■ THE TASK: Could you turn all the entries below into a two-column CSV with the header input,output, one row per entry, putting each entry's text in the input field and its answer in the output field? Quote every field, replace line breaks with spaces, and leave the pictures out.

■ STORED DATA:
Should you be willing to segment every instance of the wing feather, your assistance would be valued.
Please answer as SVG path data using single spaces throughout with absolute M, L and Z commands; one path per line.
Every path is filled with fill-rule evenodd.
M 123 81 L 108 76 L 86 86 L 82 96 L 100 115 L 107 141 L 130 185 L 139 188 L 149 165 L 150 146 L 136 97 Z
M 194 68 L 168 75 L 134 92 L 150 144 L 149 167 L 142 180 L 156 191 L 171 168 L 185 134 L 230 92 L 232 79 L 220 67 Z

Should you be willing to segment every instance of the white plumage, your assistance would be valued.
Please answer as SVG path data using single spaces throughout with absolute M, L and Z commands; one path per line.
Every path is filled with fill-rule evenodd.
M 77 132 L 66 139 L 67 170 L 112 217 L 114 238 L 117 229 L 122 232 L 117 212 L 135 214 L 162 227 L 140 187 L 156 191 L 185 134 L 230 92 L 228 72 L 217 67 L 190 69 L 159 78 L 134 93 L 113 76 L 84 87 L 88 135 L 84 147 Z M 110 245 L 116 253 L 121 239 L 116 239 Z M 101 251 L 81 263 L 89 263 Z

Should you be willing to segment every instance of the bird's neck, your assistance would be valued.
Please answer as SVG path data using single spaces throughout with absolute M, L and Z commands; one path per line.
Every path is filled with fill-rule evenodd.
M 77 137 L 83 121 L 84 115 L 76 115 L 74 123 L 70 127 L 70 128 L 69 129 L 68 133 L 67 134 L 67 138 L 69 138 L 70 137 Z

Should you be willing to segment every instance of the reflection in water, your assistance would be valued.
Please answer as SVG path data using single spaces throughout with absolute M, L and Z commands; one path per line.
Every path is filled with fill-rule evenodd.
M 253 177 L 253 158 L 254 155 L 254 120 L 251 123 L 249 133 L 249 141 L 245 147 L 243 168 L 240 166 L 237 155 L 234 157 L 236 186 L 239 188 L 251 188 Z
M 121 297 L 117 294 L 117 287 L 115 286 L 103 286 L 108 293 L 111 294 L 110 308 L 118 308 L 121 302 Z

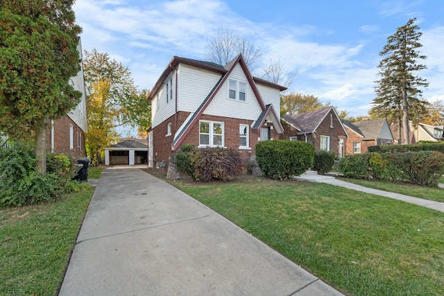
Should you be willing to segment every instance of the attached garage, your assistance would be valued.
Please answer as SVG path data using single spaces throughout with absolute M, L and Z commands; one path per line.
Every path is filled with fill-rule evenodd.
M 148 141 L 144 139 L 127 139 L 105 148 L 105 164 L 146 164 Z

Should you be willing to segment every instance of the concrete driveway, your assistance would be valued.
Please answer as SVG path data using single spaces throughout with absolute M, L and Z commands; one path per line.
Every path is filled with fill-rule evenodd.
M 137 168 L 97 182 L 60 295 L 340 295 Z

■ OUTPUT:
input,output
"Should you be willing to segment every instance of the wing feather, your assistance would be valued. Please answer as SVG path data using single spaces throughout with absolute M, L and Z commands; one path per line. Every path is filled with fill-rule evenodd.","M 123 81 L 108 76 L 86 86 L 82 96 L 100 115 L 107 141 L 130 185 L 139 188 L 149 165 L 150 146 L 136 97 Z M 194 68 L 168 75 L 134 92 L 150 144 L 149 167 L 142 180 L 156 191 L 171 168 L 185 134 L 230 92 L 232 79 L 220 67 Z"
"Should you be willing to segment every instance of the white plumage, your assistance would be valued. Please answer as SVG path data using single spaces throughout with absolute M, L and Z commands; one path per line. Every path is filled with fill-rule evenodd.","M 77 132 L 66 139 L 67 170 L 112 217 L 114 238 L 117 229 L 122 232 L 117 212 L 135 214 L 162 227 L 140 187 L 156 191 L 185 134 L 230 92 L 228 72 L 217 67 L 190 69 L 159 78 L 134 93 L 113 76 L 84 87 L 88 135 L 84 147 Z M 110 245 L 116 253 L 121 239 L 116 239 Z M 101 251 L 81 263 L 89 263 Z"
"Should you be willing to segment every instance of the bird's neck, your assistance would be valued. Please answer as SVG path data using single spaces throughout with absolute M, L and Z commands; one path per line. Every path is filled with fill-rule evenodd.","M 77 137 L 83 121 L 84 115 L 76 115 L 74 123 L 70 127 L 70 128 L 69 129 L 68 133 L 67 134 L 67 138 L 69 138 L 70 137 Z"
"Should you be willing to segment every instance of the reflection in water, your assistance would be valued. Please answer as SVG path data using single spaces throughout with absolute M, L and Z commands; one path per line. Every path is filled with fill-rule evenodd.","M 253 177 L 253 158 L 254 155 L 254 120 L 251 123 L 249 133 L 249 141 L 245 147 L 243 168 L 240 166 L 237 155 L 234 157 L 236 186 L 239 188 L 251 188 Z M 121 297 L 117 294 L 117 287 L 115 286 L 103 286 L 108 293 L 111 294 L 110 308 L 118 308 L 121 302 Z"
"Should you be willing to segment every instance of the attached garage, your assistance would be valued. Please answer as SVG path data using single spaces throughout with absolute M, L and Z commands; one path per line. Every path is filled with fill-rule evenodd.","M 148 141 L 144 139 L 127 139 L 105 148 L 105 164 L 146 164 Z"
"Should you be willing to segment every instance of the concrete driveway, your assistance would be valued. Please answer as SVG path data using single spaces throughout with absolute M, L and Z commands; one path per line. Every path is filled with fill-rule evenodd.","M 137 168 L 97 182 L 60 295 L 340 295 Z"